Data provided:
○ ○ ○ ○
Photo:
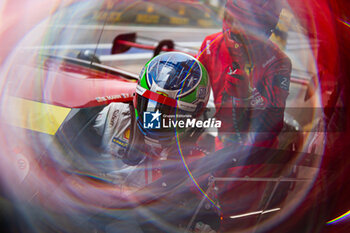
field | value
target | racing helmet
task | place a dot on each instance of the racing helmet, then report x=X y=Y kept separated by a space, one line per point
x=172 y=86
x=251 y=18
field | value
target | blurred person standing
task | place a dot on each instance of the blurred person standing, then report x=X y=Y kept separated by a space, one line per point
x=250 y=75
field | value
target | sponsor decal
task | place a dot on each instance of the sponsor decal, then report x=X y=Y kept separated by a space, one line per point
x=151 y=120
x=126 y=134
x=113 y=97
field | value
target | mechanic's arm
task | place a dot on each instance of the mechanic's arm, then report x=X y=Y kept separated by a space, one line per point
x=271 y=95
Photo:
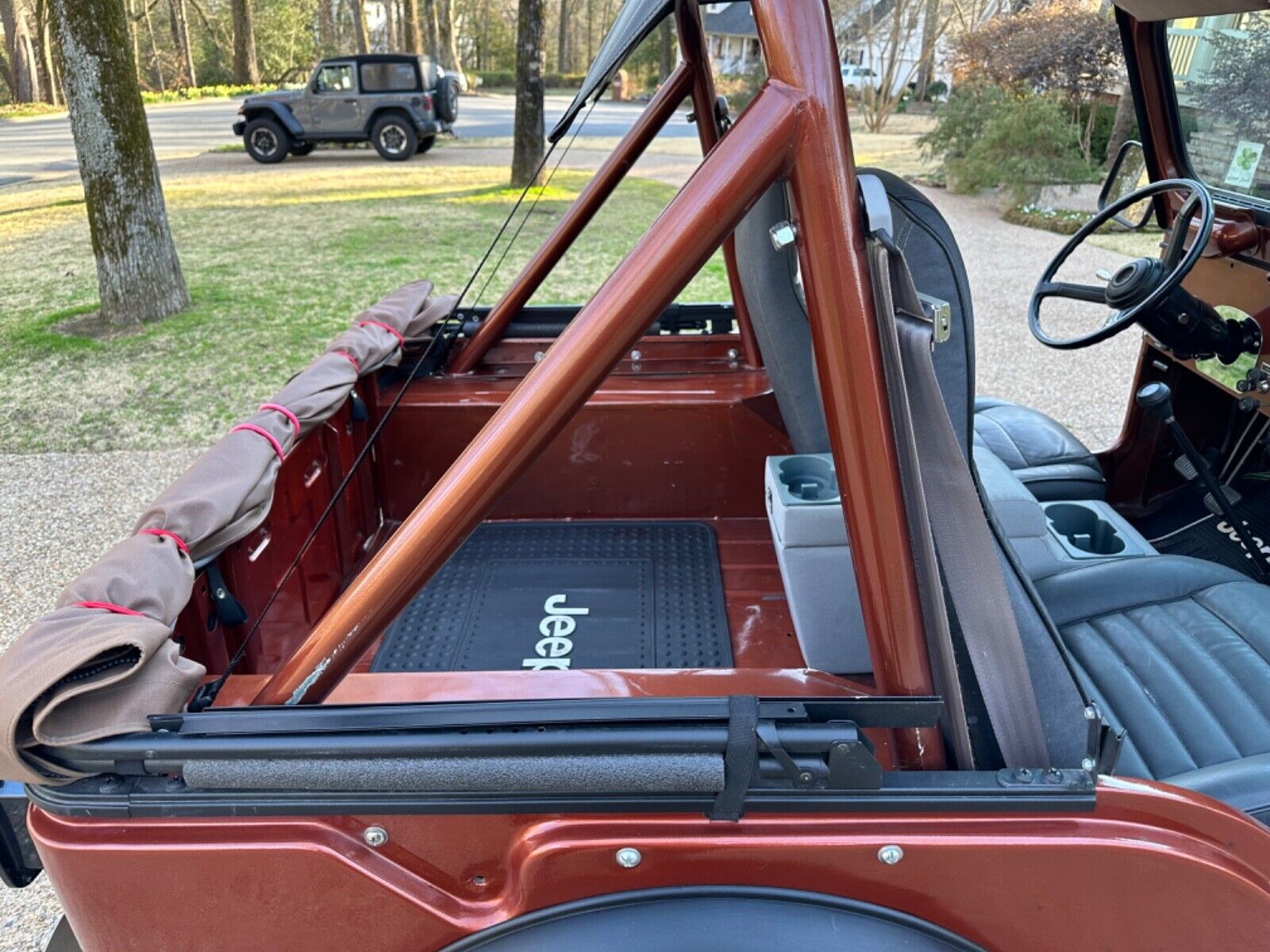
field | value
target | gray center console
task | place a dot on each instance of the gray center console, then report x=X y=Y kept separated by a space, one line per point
○ ○ ○ ○
Written task: Reproduce every line of the records above word for word, leaving out the pictures.

Answer to the exercise:
Photo:
field | value
target | racing helmet
task | place a dot on each instance of the racing helmet, then report x=X y=Y kept separated by a space, one line per point
x=172 y=86
x=251 y=18
field | value
target | blurred person standing
task | place a dot on each instance of the blurred person standing, then report x=X y=Y kept separated by a space, one line per point
x=250 y=75
field | value
target | sponsor decal
task | place a dot on each instance of the sponsor decal, then report x=X y=Y kept separated by a space, one line per point
x=151 y=120
x=126 y=134
x=113 y=97
field | value
target | mechanic's arm
task | place a dot on each instance of the mechanic's arm, then report x=X y=Y kept separated by a space, one line per point
x=271 y=95
Photo:
field | value
target | gray center console
task | place a dot on each instance of the gray center console, then report x=X y=Y kept separated by a space, one line per point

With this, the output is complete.